_PASAJE CITADO_.
• • •

Seguidamente he hecho "env-update" (por manía más que nada) y he probado a compilar el nasm, todo ha ido bien sin errores. Compilado correctamente. Antes habia hecho correr algunos scripts sobre libtools,etc. con poco éxito; Al parecer el problema era algo de toolchain referente a las binutils que es una de las cosas que actualicé antes de tener el problema.

Imagino que habrá una manera mejor de solucionar estos pequeños bugs, y de hacerlo de una manera más profesional editando ciertos ficheros y demás en lugar de crear un symlink (que ya me ha ayudado a solucionar otros problemas derivados de actualizar GCC). Sería buena idea conocer estas otras formas.

En cualquier caso espero que esto pueda ayudar, por supuesto agradecer vuestra ayuda.

SALUDOS y muchas gracias de nuevo.

----------

## kalcetoh

Supongo que tendrás la versión de binutils 2.16 porque querías instalar gcc4, si no es así no veo el porqué lo usas. Yo también lo instalé y me dejaron de funcionar un par de aplicaciones sin razón alguna. Volví a binutils-2.15 y listo.

----------

## jmp_

En general me gusta tener las versiones actualizadas (uso ACCEPT_KEYWORDS ~x86) y si las binutils 2.16 son dependencia de GCC4 (no estoy seguro) pues entonces si, no obstante las he actualizado otras veces sin necesidad de hacerlo para GCC.

saludos

----------

• • •

[Entradas de datos recopiladas]
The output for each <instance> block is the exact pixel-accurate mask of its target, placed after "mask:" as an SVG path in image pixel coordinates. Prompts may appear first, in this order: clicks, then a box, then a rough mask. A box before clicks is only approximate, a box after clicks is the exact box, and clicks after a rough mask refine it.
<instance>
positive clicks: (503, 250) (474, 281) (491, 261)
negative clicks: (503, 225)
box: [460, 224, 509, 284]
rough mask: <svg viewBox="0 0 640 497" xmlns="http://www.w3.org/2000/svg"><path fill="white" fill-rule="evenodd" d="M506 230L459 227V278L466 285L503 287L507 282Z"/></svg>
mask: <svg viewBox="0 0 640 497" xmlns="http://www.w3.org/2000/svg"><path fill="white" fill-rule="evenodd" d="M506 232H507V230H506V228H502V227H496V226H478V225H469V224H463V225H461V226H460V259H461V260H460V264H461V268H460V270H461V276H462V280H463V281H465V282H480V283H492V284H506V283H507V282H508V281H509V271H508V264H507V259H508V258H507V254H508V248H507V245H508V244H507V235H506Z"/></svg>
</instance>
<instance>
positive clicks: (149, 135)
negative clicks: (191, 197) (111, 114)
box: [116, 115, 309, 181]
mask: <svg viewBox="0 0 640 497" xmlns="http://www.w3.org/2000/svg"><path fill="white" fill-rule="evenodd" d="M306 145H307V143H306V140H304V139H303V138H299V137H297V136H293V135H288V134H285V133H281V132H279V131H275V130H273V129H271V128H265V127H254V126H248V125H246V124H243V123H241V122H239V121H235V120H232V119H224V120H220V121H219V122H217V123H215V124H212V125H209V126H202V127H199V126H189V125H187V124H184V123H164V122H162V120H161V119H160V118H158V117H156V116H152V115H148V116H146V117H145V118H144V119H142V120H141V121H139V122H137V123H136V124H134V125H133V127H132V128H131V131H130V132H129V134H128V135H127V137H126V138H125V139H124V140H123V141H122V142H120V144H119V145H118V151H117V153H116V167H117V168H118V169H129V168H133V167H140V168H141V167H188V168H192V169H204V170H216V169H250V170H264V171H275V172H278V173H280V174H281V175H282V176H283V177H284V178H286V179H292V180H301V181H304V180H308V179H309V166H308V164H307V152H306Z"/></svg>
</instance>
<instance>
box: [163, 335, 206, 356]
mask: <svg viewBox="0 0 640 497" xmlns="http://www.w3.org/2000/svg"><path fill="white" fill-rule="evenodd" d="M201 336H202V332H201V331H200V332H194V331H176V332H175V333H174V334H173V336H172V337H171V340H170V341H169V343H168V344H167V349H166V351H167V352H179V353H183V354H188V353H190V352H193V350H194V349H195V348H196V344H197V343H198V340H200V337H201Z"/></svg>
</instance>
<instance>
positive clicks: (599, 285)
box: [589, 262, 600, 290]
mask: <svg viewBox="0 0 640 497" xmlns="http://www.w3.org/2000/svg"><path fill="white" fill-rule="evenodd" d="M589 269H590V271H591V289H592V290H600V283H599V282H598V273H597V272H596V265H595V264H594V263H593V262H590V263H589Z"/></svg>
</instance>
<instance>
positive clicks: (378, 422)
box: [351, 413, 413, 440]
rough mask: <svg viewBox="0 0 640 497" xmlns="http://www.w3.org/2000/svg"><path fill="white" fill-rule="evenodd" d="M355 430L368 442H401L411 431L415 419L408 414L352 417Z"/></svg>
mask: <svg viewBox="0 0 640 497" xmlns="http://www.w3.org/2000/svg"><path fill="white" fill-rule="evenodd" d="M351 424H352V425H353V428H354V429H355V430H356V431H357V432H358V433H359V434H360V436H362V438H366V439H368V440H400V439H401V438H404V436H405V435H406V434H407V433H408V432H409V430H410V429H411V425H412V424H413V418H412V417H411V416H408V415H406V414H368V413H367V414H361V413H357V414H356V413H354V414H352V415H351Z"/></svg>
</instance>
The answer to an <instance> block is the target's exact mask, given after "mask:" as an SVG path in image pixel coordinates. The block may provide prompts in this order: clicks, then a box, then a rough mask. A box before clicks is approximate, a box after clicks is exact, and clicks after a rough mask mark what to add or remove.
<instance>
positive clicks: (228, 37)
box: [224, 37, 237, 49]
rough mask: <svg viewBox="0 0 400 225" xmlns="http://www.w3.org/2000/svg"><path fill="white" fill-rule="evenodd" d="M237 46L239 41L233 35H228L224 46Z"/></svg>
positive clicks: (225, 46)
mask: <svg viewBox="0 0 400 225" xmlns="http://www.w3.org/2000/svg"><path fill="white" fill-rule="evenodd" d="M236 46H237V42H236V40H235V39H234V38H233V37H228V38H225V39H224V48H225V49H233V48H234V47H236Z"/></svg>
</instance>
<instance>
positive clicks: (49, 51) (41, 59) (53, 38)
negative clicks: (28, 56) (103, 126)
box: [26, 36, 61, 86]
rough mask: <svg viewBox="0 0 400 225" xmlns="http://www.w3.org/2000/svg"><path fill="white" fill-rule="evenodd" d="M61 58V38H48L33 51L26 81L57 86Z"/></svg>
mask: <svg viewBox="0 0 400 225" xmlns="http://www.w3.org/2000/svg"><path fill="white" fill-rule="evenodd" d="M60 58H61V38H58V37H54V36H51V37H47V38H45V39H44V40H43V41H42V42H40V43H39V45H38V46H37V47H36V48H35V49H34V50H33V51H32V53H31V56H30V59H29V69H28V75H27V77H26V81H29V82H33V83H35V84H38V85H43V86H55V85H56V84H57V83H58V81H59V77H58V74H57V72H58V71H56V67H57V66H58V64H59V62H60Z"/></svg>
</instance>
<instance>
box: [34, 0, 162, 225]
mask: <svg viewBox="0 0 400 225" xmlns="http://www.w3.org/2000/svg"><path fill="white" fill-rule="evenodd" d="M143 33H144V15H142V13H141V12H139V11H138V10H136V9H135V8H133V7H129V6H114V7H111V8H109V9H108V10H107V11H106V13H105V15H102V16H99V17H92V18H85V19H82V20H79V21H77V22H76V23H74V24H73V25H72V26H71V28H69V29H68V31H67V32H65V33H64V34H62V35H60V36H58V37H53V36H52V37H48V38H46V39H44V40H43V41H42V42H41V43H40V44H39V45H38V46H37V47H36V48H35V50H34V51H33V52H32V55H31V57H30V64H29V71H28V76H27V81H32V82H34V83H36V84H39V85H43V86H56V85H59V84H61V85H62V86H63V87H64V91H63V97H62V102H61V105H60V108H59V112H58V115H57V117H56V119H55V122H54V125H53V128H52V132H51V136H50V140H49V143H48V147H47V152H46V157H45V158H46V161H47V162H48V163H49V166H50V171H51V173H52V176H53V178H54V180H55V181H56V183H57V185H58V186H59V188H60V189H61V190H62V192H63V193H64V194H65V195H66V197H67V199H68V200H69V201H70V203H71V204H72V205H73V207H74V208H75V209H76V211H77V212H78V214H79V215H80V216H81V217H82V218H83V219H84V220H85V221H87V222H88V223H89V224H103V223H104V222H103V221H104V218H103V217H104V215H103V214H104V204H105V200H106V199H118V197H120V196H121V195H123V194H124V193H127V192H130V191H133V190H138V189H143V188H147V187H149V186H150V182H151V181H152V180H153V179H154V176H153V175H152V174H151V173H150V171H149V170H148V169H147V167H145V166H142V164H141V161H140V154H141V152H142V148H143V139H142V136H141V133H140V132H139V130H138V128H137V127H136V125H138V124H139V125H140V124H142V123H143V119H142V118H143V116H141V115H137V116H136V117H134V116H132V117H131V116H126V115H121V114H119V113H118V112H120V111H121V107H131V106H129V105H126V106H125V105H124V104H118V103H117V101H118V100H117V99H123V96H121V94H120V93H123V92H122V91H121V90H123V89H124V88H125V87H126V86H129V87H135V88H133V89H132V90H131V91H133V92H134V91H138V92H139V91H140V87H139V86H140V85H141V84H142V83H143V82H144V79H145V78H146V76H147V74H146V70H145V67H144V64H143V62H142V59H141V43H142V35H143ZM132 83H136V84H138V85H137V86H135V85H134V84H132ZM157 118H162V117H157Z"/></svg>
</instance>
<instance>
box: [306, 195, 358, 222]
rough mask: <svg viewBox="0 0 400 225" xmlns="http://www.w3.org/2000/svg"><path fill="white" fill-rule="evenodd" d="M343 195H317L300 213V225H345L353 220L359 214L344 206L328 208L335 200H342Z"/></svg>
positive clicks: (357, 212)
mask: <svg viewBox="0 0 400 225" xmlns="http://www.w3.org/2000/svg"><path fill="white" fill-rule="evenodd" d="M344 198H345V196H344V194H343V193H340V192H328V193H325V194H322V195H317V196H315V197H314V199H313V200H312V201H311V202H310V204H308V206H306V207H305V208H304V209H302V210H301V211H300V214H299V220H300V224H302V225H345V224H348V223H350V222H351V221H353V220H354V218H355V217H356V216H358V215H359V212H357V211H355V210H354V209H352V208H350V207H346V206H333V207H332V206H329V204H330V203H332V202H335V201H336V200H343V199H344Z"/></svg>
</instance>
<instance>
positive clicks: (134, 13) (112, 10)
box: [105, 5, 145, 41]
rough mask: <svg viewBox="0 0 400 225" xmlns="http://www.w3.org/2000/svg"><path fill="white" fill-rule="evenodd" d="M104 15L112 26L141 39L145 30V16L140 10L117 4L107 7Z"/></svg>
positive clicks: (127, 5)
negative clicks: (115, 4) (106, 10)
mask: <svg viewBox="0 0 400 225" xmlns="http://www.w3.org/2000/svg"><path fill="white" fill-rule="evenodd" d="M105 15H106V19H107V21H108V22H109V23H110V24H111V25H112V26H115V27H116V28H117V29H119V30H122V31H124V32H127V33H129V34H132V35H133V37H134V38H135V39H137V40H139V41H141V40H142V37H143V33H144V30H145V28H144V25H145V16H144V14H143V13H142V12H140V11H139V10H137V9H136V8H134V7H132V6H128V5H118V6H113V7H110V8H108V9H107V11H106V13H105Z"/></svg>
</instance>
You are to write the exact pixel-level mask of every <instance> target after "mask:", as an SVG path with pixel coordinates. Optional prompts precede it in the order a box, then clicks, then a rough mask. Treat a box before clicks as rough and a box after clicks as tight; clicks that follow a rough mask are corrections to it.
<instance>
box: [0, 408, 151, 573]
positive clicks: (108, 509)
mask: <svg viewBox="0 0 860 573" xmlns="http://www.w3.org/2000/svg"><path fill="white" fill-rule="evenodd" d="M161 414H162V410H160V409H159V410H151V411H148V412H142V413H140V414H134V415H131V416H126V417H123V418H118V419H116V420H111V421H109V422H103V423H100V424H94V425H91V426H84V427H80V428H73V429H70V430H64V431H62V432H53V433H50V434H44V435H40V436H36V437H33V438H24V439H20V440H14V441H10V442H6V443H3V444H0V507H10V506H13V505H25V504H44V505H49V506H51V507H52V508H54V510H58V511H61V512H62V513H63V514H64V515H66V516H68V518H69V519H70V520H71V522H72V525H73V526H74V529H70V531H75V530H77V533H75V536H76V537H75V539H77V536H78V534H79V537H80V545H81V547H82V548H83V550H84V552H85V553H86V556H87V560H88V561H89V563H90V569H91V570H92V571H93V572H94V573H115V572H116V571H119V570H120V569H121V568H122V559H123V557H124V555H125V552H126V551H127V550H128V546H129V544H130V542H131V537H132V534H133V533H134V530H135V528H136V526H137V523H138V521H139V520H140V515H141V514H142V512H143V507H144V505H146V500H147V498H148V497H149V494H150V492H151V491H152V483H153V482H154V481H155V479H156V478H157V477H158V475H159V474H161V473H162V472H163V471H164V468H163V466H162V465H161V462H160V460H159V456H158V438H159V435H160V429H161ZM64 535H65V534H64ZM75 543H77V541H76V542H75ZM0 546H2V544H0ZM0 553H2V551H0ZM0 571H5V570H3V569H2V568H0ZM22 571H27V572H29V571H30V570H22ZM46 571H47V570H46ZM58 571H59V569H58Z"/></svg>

• • •

_TAREAS A REALIZAR_.
1. Indica a qué versión de binutils volvió kalcetoh según el hilo sobre binutils.
2. Extrae del hilo sobre binutils el fragmento que empieza en "En cualquier caso" y termina en "binutils-2.15 y listo.", sin cambiar nada.

_SOLUCIONES POR TAREA_.
1. Volvió a binutils-2.15.

2.
En cualquier caso espero que esto pueda ayudar, por supuesto agradecer vuestra ayuda.

SALUDOS y muchas gracias de nuevo.

----------

## kalcetoh

Supongo que tendrás la versión de binutils 2.16 porque querías instalar gcc4, si no es así no veo el porqué lo usas. Yo también lo instalé y me dejaron de funcionar un par de aplicaciones sin razón alguna. Volví a binutils-2.15 y listo.